■ EXPLORE THE MATERIAL:
**A.** Decide whether each statement agrees with the essay on fire-and-brimstone preaching, answering yes or no and quoting the deciding words of the essay exactly. (i) The writer's childhood church clapped during services. (ii) The class read the sermon together with The Scarlet Letter and The Crucible. (iii) Edwards' church and the writer's childhood church both fell under the "Presbyterian/Reformed" banner.
**B.** Reproduce the part of the essay on fire-and-brimstone preaching starting at "The only sermon" and ending at "love as Christ.".
**C.** Write the next part of the essay on fire-and-brimstone preaching, picking up after its last sentence.

■ TEXT PASSAGE:
>>>>>
A Brimstone Beatnik

The only sermon ever studied in my public high school was “Sinners in the Hands of an Angry God.” (Although I’m sure people were pushing for more.) For generations it has set on the curriculum as representation of the Great Awakening and colonial writing. The class read it in conjunction with The Scarlet Letter and The Crucible and learned that, man, those Puritans were hardcore. It’s the fire and brimstone sermon. It’s fear-driven and threatening, and I never understood why it was supposed to be effective. Who would go to church every Sunday to hear this? It was far, far from the sermons I was used to, extolling us to love Christ and love as Christ.

The culture shock wasn’t because of the 250-year gap. I didn’t go up in revival culture. There was no emotional manipulation; no praise band hitting the right chords or yelling pastors pleading for altar calls or Road to Damascus testimonies. Church was not a place of emotional highs and fear of hell; it was place of comfort. There was the regular community, the regular sacraments, the regular social justice work. We ebbed and flowed with the liturgical calendar. We never clapped. Both Edwards’ church and the one of my childhood were under the “Presbyterian/Reformed” banner, but the only thing they seemed to share was a 66-book canon. Edwards’ God sounded completely different to one I knew.

But as I sat in my old church recently, buffered by all the old familiarity, I felt that it could do with a little Edwards in the pulpit. I don’t like fire and brimstone; it’s foreign and it’s uncomfortable and feels manipulative. But it’s in the Bible, and it has its time and place. After hundreds of Sundays of listening about Christ’s love and tolerance and open table, one needs to be reminded that he also spoke of hell, of repenting, of coming with a sword.

Jesus is not a hippie or a socialist or just a good moral teacher. He’s not a guru or therapist. He makes demands. He sets conditions. He stops the men from stoning the adulteress, but he also tells the adulteress to stop sinning. “Go, and sin no more.” You are free to come as you are, but you shouldn’t leave the same way.
<<<<<
■ RECORD SET:
>>>>>
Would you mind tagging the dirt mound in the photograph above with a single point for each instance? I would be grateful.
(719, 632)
<<<<<
>>>>>
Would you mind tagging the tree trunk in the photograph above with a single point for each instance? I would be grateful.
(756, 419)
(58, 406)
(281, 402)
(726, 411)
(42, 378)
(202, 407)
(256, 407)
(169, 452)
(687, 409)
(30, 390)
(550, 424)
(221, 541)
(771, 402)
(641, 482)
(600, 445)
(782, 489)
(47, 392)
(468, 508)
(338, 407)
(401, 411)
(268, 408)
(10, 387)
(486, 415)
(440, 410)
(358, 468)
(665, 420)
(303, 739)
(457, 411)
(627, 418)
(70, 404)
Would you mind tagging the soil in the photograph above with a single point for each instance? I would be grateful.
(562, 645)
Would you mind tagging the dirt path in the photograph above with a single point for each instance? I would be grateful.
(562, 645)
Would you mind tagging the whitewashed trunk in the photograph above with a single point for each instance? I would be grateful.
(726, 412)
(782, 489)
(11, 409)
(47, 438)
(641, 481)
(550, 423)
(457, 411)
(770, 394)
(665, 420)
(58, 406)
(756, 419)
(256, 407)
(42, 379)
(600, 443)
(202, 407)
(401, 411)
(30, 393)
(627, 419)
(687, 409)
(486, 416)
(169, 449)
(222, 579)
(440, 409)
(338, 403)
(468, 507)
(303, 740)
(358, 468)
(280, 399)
<<<<<
>>>>>
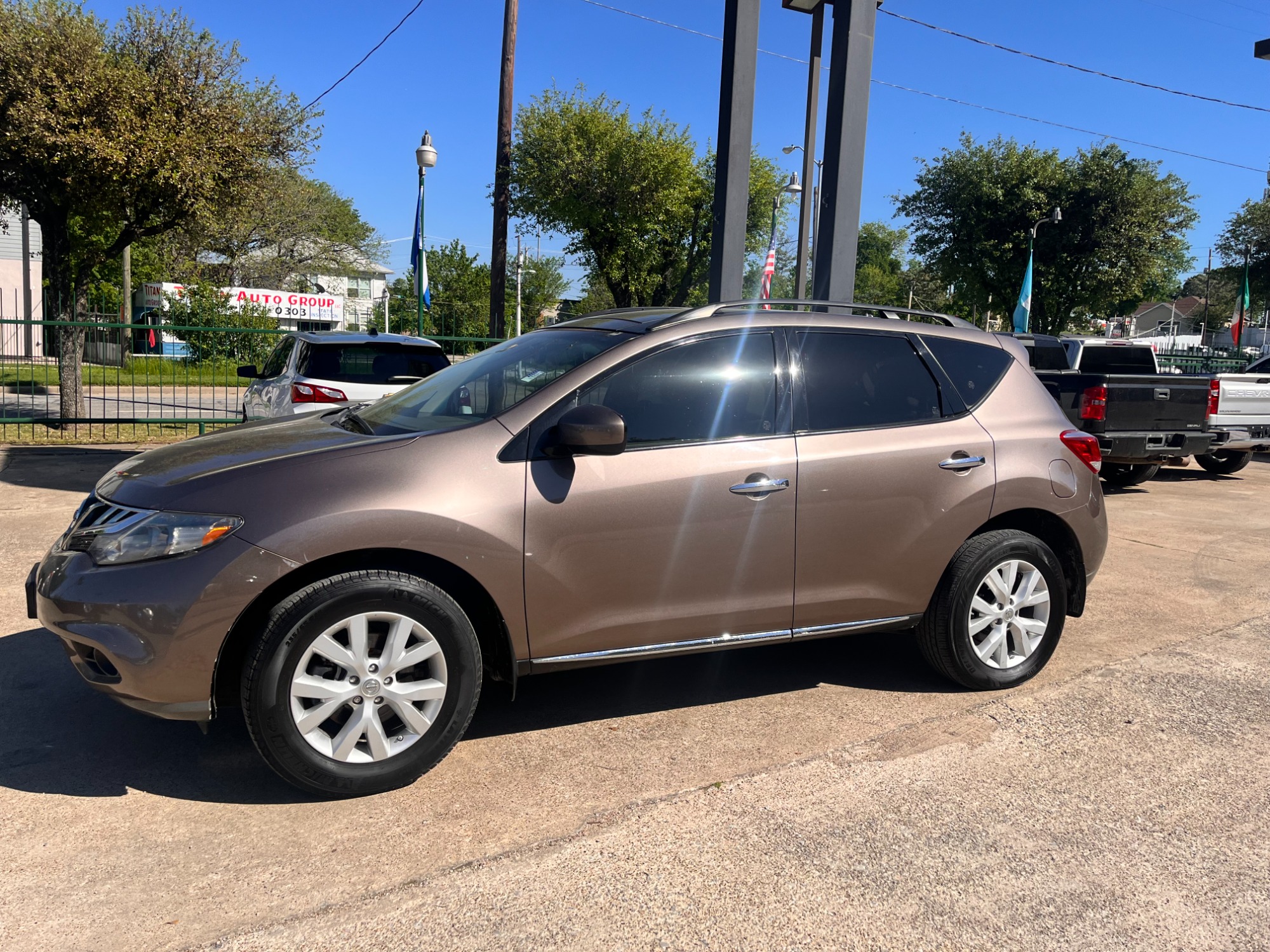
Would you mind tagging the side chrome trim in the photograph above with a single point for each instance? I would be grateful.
<<<<<
■ REPLIES:
**A.**
(i) No: "We never clapped."
(ii) Yes: "The class read it in conjunction with The Scarlet Letter and The Crucible"
(iii) Yes: "Both Edwards’ church and the one of my childhood were under the “Presbyterian/Reformed” banner"

**B.**
The only sermon ever studied in my public high school was “Sinners in the Hands of an Angry God.” (Although I’m sure people were pushing for more.) For generations it has set on the curriculum as representation of the Great Awakening and colonial writing. The class read it in conjunction with The Scarlet Letter and The Crucible and learned that, man, those Puritans were hardcore. It’s the fire and brimstone sermon. It’s fear-driven and threatening, and I never understood why it was supposed to be effective. Who would go to church every Sunday to hear this? It was far, far from the sermons I was used to, extolling us to love Christ and love as Christ.

**C.**
The more you get to know someone, the more dimensional they become. That nice guy has an angry streak and that office bitch has a big heart. People are beautifully multi-faceted and complex. Loving someone is more than a fuzzy feeling. It’s more than an open door policy. Love is a work. It takes effort to get to understand someone’s complexity, to see those facets harmonize into a unique creation, to desire the good of that individual. We have to make sure our image of Jesus isn’t one-dimensional, that we don’t make him a caricature of a violent warrior or a tolerant beatnik. Those who are threatened with hell need a message of comfort, and those who are comfortable need a message of hell. Both messages are of Christ, a complex, multi-faceted man. 

But ultimately, Christ’s message is secondary. It doesn’t matter so much what kind of man Jesus is, but that he is man at all. The scandal of the Incarnation is supreme. The Word became flesh and dwelt among us. Jesus is fully God and fully man. He might not be the kind of man we want him to be. He might not smite down the adulterer. He might not lead a political coup against Rome. He might not be financially frugal or clean-shaven or vegan. He might not support the troops or bless same-sex weddings. Instead, he is who is. Isn’t that enough? Isn’t that everything?